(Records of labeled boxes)
· · ·
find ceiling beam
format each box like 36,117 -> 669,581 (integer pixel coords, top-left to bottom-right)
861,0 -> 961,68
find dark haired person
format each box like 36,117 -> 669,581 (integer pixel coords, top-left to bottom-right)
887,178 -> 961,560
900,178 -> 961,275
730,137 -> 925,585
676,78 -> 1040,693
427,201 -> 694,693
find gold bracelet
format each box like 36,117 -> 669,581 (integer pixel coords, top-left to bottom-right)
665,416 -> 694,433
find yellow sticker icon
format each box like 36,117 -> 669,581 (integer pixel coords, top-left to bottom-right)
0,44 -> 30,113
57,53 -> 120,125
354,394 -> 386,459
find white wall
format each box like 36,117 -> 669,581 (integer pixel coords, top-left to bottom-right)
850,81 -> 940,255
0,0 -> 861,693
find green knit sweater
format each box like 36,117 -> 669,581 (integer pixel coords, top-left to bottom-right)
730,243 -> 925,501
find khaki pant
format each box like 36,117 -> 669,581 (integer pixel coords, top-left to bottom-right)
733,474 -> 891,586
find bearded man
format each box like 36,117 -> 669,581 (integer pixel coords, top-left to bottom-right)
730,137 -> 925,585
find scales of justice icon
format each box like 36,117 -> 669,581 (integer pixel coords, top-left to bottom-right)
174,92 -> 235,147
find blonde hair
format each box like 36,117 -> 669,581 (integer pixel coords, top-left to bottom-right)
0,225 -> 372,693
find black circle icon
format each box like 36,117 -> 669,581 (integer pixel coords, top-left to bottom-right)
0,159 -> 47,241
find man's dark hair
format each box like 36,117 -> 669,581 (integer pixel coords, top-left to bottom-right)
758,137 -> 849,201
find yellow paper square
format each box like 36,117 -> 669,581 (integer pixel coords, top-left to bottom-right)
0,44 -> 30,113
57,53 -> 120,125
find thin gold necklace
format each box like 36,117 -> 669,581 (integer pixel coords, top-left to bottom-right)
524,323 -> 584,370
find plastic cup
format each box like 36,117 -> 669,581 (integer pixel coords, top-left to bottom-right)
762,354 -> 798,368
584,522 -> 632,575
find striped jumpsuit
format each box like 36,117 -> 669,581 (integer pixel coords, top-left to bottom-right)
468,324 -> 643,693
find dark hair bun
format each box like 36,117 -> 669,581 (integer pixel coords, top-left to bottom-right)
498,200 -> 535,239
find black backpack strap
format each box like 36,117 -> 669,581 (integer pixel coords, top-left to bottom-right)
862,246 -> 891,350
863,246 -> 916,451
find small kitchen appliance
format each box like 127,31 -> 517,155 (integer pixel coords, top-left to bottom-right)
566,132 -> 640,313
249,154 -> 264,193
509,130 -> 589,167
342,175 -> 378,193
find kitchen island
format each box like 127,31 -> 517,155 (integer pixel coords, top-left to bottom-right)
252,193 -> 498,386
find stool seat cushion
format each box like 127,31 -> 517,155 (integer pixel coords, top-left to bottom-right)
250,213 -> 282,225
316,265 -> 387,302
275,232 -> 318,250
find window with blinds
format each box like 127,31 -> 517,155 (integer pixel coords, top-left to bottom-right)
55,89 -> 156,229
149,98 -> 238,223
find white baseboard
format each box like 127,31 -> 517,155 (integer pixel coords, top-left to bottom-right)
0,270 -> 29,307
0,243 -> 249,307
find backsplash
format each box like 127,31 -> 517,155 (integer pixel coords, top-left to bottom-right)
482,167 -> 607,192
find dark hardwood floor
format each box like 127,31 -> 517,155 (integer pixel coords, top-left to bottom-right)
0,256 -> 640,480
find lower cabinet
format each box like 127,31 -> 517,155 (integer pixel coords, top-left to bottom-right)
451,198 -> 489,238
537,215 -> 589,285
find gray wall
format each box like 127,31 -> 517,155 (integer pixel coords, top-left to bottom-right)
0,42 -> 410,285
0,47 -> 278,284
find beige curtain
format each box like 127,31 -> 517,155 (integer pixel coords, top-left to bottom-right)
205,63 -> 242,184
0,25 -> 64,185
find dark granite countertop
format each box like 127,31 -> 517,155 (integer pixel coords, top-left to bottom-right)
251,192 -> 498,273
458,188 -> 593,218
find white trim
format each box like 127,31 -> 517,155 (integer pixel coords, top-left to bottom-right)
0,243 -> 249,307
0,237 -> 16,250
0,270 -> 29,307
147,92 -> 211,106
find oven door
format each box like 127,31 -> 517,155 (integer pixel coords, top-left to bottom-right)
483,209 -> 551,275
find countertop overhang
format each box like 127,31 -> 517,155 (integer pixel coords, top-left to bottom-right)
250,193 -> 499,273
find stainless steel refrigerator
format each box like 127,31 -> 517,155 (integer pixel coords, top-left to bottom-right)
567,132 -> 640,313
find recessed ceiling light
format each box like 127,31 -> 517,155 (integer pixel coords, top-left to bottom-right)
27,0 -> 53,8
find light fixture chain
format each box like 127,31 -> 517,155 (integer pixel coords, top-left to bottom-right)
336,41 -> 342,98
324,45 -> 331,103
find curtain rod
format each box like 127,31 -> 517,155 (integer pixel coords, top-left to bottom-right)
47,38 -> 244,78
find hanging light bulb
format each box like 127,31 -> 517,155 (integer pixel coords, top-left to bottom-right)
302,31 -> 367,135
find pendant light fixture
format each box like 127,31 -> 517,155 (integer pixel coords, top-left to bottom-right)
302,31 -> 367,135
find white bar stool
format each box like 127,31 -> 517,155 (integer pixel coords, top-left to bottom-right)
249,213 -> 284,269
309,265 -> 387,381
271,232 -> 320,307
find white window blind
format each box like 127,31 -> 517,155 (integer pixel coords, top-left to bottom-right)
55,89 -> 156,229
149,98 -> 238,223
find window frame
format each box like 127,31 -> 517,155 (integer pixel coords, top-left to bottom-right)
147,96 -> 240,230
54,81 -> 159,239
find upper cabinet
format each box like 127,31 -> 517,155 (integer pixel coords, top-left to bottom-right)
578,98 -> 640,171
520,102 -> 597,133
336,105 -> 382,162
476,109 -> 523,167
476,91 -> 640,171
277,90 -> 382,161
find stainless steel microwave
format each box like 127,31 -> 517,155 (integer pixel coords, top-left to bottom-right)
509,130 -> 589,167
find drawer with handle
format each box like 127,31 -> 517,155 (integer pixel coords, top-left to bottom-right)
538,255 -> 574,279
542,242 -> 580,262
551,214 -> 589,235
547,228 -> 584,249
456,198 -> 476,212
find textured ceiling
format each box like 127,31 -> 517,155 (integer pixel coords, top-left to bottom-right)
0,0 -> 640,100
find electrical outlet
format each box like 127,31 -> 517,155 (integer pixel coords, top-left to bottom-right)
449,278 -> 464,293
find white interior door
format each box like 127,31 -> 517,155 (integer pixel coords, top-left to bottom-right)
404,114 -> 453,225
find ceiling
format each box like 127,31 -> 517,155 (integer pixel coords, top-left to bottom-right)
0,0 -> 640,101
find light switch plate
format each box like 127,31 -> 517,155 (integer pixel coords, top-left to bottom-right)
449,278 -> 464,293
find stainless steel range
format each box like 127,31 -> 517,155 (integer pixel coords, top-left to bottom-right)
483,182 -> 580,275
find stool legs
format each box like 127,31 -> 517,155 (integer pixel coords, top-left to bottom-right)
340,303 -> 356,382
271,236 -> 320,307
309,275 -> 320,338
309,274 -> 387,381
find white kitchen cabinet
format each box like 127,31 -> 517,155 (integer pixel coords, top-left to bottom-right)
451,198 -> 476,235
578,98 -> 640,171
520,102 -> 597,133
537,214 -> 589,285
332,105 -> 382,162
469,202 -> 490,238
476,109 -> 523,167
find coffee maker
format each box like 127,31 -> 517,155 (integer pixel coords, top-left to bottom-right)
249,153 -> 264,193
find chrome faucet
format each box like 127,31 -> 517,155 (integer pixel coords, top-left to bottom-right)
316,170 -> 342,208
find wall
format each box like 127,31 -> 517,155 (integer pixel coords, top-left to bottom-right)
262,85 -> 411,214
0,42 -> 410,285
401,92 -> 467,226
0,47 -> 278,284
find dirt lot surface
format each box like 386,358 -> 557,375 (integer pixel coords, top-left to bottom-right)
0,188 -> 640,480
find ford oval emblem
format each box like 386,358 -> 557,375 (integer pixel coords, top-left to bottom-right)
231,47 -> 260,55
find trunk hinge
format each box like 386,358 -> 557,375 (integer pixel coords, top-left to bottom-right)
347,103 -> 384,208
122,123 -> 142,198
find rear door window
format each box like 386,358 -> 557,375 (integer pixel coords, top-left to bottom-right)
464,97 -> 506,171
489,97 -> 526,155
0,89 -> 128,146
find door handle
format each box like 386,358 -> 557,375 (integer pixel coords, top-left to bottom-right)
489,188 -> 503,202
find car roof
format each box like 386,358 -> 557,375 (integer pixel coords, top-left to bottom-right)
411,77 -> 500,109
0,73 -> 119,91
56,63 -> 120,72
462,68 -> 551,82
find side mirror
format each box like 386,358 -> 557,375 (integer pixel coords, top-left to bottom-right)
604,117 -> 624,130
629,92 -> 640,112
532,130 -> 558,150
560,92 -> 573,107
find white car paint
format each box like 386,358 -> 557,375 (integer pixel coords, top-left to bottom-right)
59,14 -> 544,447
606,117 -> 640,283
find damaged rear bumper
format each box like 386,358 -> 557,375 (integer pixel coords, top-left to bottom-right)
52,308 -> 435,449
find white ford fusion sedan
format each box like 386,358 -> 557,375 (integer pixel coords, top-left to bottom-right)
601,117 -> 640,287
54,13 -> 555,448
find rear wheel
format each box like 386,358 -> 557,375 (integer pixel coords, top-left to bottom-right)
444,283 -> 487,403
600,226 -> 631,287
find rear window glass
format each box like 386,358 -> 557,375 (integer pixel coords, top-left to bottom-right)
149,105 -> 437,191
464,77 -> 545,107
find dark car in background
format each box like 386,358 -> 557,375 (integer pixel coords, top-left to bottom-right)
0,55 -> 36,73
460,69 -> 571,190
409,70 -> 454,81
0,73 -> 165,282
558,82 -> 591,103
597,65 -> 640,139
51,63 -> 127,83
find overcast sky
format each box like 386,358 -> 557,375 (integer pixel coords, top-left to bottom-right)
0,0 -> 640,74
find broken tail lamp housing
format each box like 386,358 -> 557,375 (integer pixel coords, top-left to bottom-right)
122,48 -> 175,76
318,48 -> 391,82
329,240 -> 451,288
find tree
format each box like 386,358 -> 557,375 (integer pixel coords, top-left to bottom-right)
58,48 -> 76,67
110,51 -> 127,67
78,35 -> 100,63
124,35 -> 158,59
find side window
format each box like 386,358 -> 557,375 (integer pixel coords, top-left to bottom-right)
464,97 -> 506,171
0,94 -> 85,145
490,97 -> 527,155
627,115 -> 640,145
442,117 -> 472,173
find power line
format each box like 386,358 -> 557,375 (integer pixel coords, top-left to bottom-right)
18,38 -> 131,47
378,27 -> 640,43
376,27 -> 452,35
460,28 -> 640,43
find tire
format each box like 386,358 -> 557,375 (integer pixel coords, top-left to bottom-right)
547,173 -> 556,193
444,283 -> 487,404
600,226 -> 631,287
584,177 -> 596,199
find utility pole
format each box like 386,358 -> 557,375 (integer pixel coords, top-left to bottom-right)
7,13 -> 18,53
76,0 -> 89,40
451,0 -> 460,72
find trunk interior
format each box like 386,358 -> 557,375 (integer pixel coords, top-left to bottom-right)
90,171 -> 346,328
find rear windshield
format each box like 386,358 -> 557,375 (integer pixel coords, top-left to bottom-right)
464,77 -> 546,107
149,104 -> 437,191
· · ·
* [Written exercise]
Convert the stretch of the data above, from the line containing "find dirt lot surface" through the line containing "0,188 -> 640,480", into a JSON list of strings with one string per line, omitting blank lines.

* [Task output]
[
  "find dirt lot surface",
  "format each box like 386,358 -> 557,375 (integer pixel coords, top-left to bottom-right)",
  "0,188 -> 640,480"
]